***** Material shown *****
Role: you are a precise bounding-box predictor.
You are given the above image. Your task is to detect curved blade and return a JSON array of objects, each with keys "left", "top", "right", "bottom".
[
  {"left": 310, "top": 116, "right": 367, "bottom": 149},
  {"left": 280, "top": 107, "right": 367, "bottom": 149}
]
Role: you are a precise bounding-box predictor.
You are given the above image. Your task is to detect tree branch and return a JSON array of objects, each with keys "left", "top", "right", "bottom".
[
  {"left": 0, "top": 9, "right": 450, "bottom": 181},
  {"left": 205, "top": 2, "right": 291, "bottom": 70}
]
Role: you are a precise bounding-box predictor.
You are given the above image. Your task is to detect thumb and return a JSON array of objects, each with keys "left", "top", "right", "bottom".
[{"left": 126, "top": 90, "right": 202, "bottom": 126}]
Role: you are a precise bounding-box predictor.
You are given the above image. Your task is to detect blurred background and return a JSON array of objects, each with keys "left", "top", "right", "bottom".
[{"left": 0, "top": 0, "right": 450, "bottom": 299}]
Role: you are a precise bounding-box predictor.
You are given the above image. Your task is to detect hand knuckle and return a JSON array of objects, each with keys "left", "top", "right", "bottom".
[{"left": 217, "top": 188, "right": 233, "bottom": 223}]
*****
* _What to do_: Write out all the lines above again, requests included, but add 22 to every box coordinate in the answers.

* _Task solution_:
Role: you are a precise bounding-box predictor.
You are given the above image. Your task is to detect curved blade and return a JSON array of objects, each with keys "left", "top", "right", "bottom".
[
  {"left": 332, "top": 138, "right": 389, "bottom": 171},
  {"left": 302, "top": 129, "right": 389, "bottom": 171}
]
Role: you are a precise bounding-box predictor.
You are given the above image. Your task is to detect tree branch and return a JSON array of objects, each with keys "left", "top", "right", "bottom".
[
  {"left": 22, "top": 31, "right": 472, "bottom": 203},
  {"left": 227, "top": 24, "right": 313, "bottom": 92}
]
Role: you are a precise bounding-box predictor.
You are given the above image. Your task is to detect thumb and return a JSON array of objects, each with keys "left", "top", "right", "bottom".
[{"left": 148, "top": 112, "right": 224, "bottom": 148}]
Role: you are a precise bounding-box predictor.
You are given the above image. Your task is to detect blurred background and return a JSON array of objects, each with keys "left", "top", "right", "bottom".
[{"left": 22, "top": 22, "right": 472, "bottom": 321}]
Role: you are a precise bounding-box predictor.
You are given the above image. Your task is to detect hand knuckle and return a JSON array of objects, each with keys "left", "top", "right", "bottom".
[{"left": 239, "top": 210, "right": 255, "bottom": 245}]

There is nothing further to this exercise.